**WRITTEN INSTRUCTION:**
Omit all pictures, then retype the data exactly as given.

**AVAILABLE RECORDS:**
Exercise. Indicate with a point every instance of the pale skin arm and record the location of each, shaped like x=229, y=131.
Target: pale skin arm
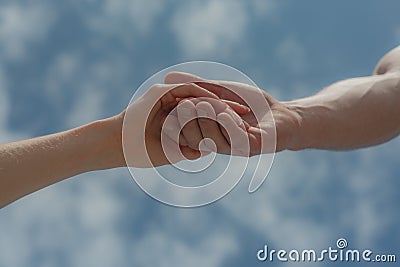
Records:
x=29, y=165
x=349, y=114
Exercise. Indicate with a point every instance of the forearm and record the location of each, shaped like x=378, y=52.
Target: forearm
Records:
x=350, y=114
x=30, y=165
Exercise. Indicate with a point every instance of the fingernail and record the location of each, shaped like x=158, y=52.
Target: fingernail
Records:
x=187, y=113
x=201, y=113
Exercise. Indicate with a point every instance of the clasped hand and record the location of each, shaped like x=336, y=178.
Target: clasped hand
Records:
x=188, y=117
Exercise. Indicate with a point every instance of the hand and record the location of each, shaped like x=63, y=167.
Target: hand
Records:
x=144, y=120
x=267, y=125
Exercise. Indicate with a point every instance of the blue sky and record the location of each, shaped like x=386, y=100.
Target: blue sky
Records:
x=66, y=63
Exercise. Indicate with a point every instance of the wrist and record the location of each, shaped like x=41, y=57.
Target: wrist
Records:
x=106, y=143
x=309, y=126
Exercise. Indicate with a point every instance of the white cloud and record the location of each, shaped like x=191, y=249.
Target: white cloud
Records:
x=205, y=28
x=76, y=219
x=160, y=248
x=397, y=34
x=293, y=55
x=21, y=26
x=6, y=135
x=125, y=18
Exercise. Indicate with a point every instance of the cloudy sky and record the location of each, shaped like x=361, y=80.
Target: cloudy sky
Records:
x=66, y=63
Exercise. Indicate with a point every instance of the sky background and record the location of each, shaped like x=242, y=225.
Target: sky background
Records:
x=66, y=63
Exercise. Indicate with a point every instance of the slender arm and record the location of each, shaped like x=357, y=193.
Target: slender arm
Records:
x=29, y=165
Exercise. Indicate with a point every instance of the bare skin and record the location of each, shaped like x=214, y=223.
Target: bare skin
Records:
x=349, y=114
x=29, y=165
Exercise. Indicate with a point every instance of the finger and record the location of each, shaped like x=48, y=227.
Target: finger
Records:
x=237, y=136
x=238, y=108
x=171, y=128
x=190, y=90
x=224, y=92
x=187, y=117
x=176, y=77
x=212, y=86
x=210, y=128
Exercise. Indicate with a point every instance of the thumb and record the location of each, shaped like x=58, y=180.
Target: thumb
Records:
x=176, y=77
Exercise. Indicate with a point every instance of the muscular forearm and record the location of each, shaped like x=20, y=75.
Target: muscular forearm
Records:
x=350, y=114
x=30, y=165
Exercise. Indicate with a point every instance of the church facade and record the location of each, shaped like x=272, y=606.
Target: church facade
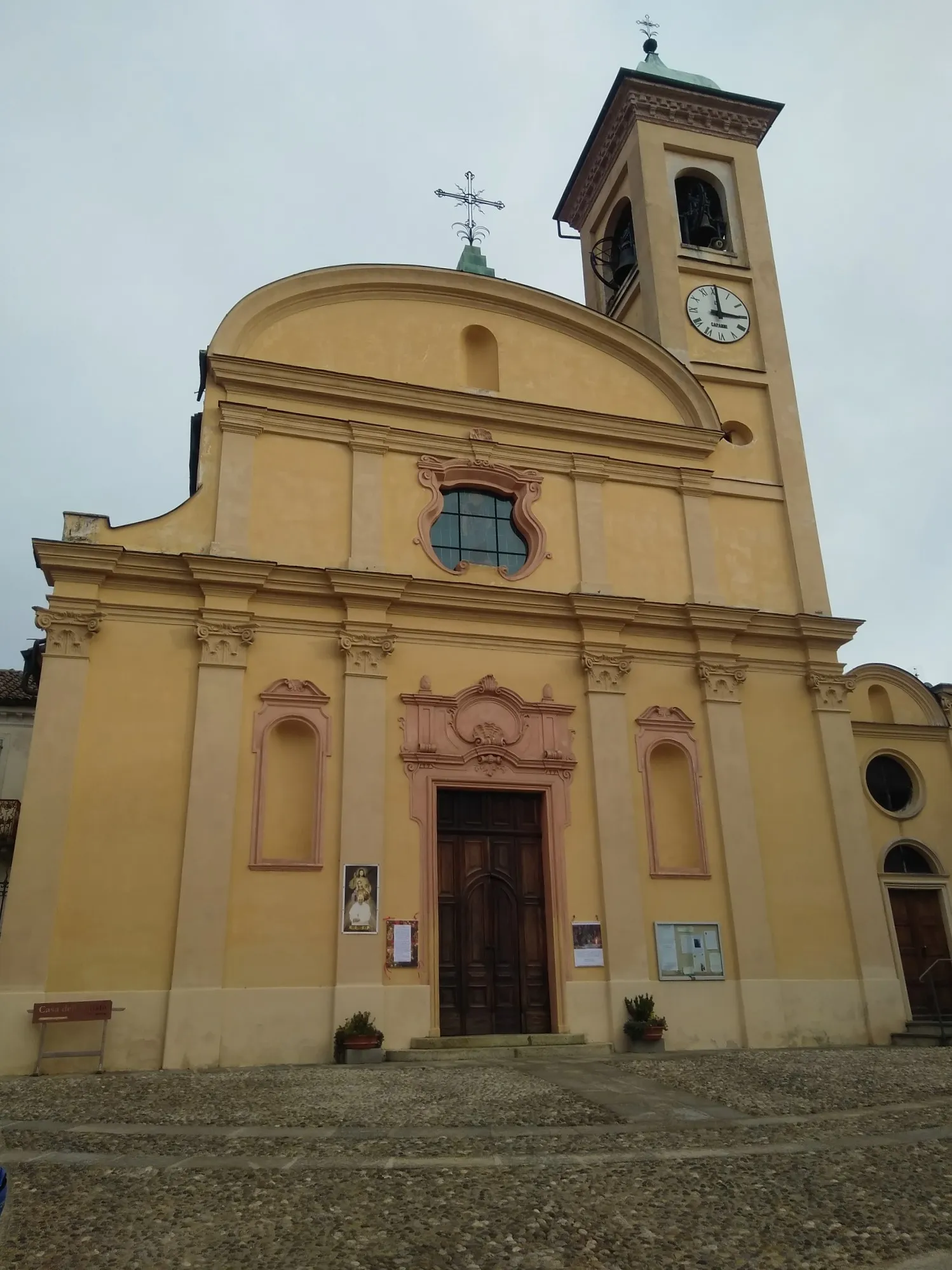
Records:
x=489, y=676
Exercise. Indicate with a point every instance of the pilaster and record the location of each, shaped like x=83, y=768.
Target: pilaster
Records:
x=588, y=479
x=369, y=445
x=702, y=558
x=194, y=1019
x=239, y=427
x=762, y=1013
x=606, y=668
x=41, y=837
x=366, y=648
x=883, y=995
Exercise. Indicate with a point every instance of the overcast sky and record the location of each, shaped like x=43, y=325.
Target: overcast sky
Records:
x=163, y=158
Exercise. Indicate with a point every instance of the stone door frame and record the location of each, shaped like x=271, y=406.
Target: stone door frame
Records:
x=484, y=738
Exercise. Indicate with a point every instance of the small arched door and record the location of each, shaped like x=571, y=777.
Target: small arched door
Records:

**FINISHED ANSWER:**
Exercise. Indicate with a point every instance of the pale skin arm and record the location of each, shaped like x=229, y=131.
Target: pale skin arm
Records:
x=29, y=165
x=349, y=114
Exercise. Indicate with a point every instance of the forearm and record the location of each, shaped like x=378, y=52.
Target: forearm
Records:
x=350, y=114
x=30, y=165
Exercise. Indicate with a point every instance of the fingernail and record the location of each, shaped like x=158, y=52.
Target: fingernail
Records:
x=187, y=113
x=201, y=113
Exercise. Indicate with a point every instance of the clasped hand and record the location of each, shaped like x=336, y=178.
Target: clasped hand
Records:
x=188, y=117
Exercise. Indicate with a point every instance of the hand and record the location of each, shaped like x=63, y=167.
Target: hand
Records:
x=144, y=120
x=267, y=125
Exercise. Indicate with a point every instance of the blue sky and record the location of each, shaped like x=386, y=100.
Target: blue sky
Records:
x=66, y=63
Exercise. Indicate with a point every instance of the wrist and record the location of each, shaped like x=41, y=57.
Target: wrist
Records:
x=106, y=143
x=309, y=126
Exercise. Indicate with a point every instance of the white cloud and record the location of each, shaped like x=191, y=249.
Target: white cloud
Records:
x=205, y=28
x=76, y=219
x=160, y=248
x=397, y=34
x=293, y=55
x=21, y=26
x=6, y=135
x=125, y=18
Exercise. Indicate with a point every instance of the cloudy sky and record the location of each, shaped like x=361, y=80.
Target: cloudy sky
Records:
x=66, y=63
Exercise. Indicate with a point every instance of the sky background and record the location of each, shaped like x=242, y=225.
Target: sky background
Records:
x=66, y=63
Exercise. Indicate with a point every instance of the slender arm and record the location of each, shaped like x=357, y=193.
Target: slender arm
Records:
x=29, y=165
Exercise. Indicate with a point every instance of the bare skin and record the location of each, shaped like x=214, y=223.
Target: bare skin
Records:
x=349, y=114
x=29, y=165
Exercise. Indicate with a point every instance of the finger and record the location of each, shaped like x=48, y=227.
Target: finger
Records:
x=237, y=136
x=238, y=108
x=171, y=128
x=190, y=90
x=224, y=92
x=187, y=117
x=176, y=77
x=212, y=86
x=210, y=128
Exercise. Indicate with a point every instance of the thumb and record the location of each, shaped like x=58, y=180.
Target: thumb
Records:
x=176, y=77
Exercise. Indicate with a point every instance of the muscular forearm and record the location of each, shaped like x=20, y=75.
Target: muscular forearm
Records:
x=350, y=114
x=30, y=165
Exercise. Indicate with a point every instance of the church facade and record the location of each, shaped like x=272, y=606.
Target: church facade
Records:
x=489, y=676
Exercise. Indicate with a point every instance of the pilaster and record the location of each, shaped like x=83, y=768.
Target: pilaster
Records:
x=588, y=479
x=369, y=445
x=702, y=558
x=194, y=1019
x=239, y=427
x=762, y=1013
x=606, y=668
x=41, y=837
x=366, y=648
x=883, y=995
Exercise. Indicate with a point every instance of the overcast sky and record the location of each, shaped like x=43, y=325.
Target: overcast sky
Records:
x=163, y=158
Exercise. Indicate with a point every instance of the stone door frame and record the location of each, shaped like x=271, y=406.
Target: stone door frame
Records:
x=484, y=738
Exercise. Indicate with a point every instance of the small arched door and record the location of each, shaped like x=571, y=777.
Target: small arched door
Records:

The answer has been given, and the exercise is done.